### [AIM OF THE TASK]
Return nothing but the lines from the line containing "Each instance receives one keypoint. Mark the chopped" through the last line of the records, reproduced exactly.

### [Point labeling examples]
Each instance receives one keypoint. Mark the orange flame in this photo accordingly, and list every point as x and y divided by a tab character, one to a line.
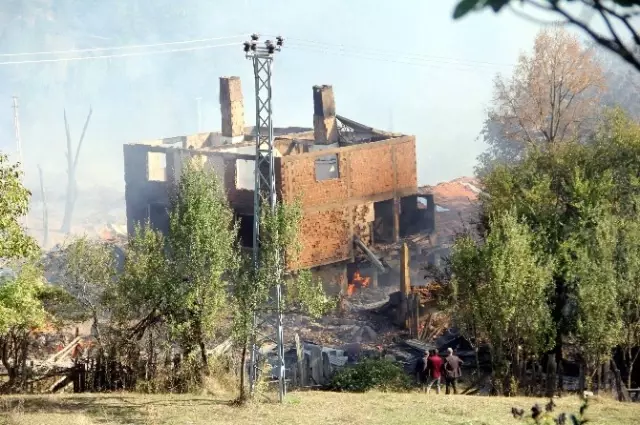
358	279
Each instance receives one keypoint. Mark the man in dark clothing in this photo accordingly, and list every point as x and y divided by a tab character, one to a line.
421	370
452	370
434	367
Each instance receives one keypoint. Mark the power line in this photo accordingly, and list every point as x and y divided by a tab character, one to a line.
424	63
133	46
123	55
388	53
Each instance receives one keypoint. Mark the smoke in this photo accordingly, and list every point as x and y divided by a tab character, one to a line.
134	98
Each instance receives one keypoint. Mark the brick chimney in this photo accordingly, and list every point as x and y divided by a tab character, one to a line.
231	110
325	127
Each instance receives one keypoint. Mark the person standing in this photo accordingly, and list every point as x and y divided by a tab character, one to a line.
421	370
452	370
434	368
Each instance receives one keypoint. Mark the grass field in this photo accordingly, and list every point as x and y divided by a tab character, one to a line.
299	409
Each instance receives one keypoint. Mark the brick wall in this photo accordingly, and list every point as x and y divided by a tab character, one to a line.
338	209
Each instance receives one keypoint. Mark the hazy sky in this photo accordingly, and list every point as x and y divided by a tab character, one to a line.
441	95
404	65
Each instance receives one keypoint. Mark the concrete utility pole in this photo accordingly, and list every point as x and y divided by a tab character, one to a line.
265	194
16	126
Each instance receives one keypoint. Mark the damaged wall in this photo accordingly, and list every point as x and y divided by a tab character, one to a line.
152	171
337	209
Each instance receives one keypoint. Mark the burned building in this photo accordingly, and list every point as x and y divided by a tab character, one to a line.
354	182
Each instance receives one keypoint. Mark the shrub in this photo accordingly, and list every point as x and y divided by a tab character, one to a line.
548	416
379	374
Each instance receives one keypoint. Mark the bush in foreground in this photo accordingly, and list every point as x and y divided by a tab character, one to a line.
370	374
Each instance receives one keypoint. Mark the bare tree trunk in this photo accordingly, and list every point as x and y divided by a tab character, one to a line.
45	211
72	165
243	365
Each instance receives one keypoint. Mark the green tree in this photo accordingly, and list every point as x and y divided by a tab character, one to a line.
628	272
618	16
201	248
14	204
21	313
253	287
572	198
181	280
501	291
553	96
593	275
90	269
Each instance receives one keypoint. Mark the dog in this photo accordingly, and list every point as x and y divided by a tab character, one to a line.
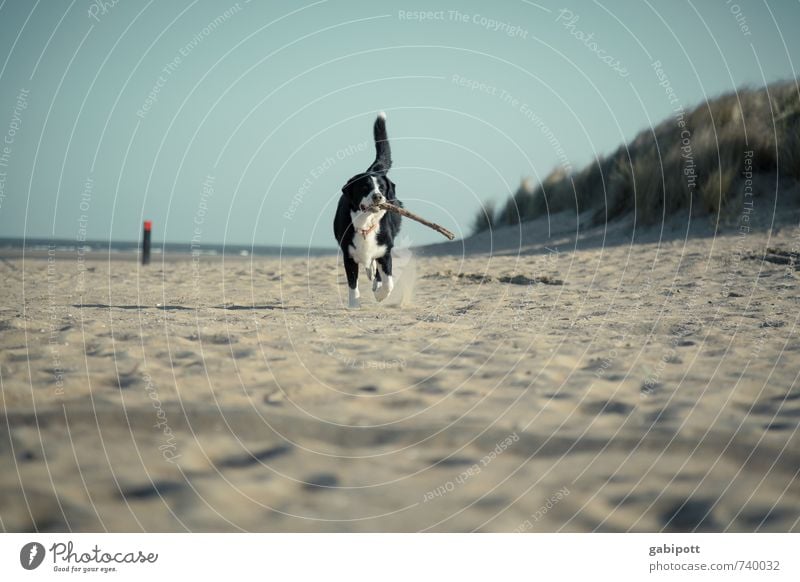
364	232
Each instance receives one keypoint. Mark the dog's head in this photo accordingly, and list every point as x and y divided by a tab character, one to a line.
364	191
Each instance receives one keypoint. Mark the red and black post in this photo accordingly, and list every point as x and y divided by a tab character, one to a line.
148	227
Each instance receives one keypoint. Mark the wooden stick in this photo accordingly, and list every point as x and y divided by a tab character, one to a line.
412	216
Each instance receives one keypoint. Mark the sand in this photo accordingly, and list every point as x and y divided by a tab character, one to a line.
540	385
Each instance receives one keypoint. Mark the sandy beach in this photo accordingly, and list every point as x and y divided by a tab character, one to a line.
532	384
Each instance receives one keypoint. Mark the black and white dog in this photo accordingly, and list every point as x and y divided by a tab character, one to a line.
364	232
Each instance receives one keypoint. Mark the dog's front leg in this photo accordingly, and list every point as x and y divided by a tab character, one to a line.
351	269
385	274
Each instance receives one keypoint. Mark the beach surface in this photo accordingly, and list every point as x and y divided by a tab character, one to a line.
544	384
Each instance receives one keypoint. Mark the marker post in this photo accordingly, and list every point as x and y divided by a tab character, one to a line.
148	226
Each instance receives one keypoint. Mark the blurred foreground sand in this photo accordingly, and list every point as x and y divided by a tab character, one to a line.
648	387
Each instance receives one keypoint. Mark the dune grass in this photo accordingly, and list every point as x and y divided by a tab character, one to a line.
695	160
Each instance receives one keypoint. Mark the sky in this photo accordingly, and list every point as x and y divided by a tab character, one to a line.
239	122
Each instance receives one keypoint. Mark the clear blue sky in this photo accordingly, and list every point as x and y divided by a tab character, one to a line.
275	101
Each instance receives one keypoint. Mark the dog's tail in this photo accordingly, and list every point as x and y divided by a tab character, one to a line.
383	154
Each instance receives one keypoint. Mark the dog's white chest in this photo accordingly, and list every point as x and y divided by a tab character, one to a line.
365	248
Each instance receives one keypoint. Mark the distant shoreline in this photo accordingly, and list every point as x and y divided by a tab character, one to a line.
38	248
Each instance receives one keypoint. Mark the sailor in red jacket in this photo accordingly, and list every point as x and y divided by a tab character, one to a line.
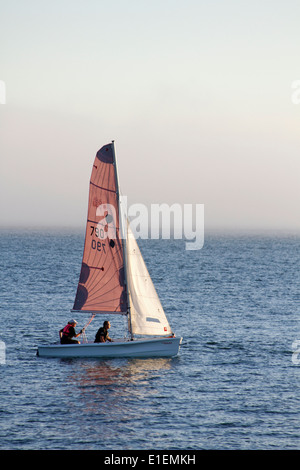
68	332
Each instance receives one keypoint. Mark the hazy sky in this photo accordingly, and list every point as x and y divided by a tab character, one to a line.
196	94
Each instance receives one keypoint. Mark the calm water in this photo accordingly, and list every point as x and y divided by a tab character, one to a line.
233	386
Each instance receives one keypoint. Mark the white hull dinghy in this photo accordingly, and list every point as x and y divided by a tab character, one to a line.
114	278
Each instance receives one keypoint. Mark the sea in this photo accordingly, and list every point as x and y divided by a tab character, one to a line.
233	386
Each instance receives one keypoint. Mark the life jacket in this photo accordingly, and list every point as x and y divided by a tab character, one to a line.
66	330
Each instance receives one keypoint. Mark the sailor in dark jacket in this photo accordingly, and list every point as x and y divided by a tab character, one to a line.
102	333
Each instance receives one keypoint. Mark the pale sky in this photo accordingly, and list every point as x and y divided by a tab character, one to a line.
196	94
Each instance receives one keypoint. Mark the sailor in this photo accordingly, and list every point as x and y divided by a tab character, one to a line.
102	333
68	332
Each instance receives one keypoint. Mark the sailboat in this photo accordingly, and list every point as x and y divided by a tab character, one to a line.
114	278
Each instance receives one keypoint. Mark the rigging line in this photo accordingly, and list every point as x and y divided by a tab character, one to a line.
101	187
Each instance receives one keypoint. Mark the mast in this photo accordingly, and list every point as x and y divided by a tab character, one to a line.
123	236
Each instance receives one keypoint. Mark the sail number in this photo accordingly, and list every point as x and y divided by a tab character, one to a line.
97	245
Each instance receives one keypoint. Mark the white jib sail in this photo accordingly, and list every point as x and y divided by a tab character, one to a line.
147	314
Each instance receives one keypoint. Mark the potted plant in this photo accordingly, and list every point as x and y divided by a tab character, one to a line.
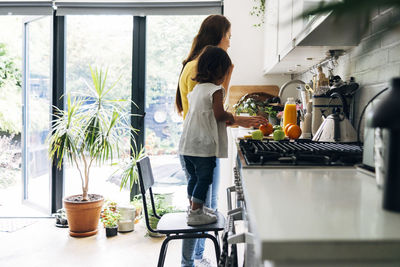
90	131
257	104
61	218
137	203
163	206
109	217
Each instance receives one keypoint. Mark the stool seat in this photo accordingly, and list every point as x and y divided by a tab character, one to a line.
171	223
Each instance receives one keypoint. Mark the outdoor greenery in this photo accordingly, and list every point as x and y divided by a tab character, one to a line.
10	160
258	10
129	173
10	93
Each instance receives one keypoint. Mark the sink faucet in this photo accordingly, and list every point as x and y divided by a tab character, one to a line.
288	83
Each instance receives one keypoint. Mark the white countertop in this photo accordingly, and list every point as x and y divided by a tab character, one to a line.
319	214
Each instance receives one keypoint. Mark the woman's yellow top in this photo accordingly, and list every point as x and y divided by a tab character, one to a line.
186	84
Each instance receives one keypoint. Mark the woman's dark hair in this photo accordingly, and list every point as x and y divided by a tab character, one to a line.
211	32
212	66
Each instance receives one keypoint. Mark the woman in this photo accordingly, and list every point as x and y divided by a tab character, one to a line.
215	30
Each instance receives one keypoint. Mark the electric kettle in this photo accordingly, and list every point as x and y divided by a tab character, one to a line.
336	128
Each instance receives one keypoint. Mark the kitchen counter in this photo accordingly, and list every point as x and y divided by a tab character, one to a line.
321	215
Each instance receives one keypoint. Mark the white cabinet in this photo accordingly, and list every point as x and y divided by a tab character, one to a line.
271	56
285	15
293	44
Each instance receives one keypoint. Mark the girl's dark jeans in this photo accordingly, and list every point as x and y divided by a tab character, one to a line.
200	171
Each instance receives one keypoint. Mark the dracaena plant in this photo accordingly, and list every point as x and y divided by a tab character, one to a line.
90	131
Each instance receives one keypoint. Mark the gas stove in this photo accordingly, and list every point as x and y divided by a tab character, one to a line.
302	152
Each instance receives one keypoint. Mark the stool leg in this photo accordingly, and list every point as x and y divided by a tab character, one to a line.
217	248
163	252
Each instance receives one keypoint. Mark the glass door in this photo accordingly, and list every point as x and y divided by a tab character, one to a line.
36	112
168	42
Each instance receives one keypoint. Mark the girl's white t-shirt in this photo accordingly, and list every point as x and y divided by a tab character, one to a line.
202	135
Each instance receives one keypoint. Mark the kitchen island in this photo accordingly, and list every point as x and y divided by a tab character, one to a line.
319	216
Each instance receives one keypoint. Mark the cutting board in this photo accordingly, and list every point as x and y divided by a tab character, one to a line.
237	91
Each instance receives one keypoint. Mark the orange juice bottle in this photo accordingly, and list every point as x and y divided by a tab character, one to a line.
290	112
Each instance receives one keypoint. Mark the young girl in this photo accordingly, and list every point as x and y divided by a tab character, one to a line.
204	134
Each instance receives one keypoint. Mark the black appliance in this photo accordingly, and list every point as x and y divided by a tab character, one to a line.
301	152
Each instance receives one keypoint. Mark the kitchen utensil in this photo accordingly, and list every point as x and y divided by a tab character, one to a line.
322	107
336	128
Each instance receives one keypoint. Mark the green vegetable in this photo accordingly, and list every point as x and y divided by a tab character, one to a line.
257	135
278	135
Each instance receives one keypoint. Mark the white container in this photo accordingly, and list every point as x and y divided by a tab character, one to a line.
127	221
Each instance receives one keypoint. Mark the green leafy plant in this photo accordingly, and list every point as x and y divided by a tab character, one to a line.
91	129
110	215
258	10
254	107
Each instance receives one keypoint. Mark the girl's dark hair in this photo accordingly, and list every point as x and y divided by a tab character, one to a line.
213	65
211	32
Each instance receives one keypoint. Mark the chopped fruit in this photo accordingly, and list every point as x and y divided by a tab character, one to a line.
277	127
267	129
278	135
293	132
257	135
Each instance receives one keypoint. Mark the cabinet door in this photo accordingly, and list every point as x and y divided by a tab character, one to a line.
284	26
298	22
271	35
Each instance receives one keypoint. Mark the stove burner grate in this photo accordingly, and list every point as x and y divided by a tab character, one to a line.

### [ANSWER TO THIS PROBLEM]
Each instance receives one keypoint. Mark the chopped fruit in this photo accordingly, and list every point as x and y divided by a tab character, one to a line.
277	127
267	129
278	135
293	132
257	135
Each instance receives one keypoint. Mark the cabinet door in this photo accordingly, and list every point as x and y divided by a tab character, one to a line.
284	26
298	22
271	35
Each instance receives one keypoint. Mark the stove burner grate in this photo accordingly, and list every point as x and y divided by a tab character, one to a line.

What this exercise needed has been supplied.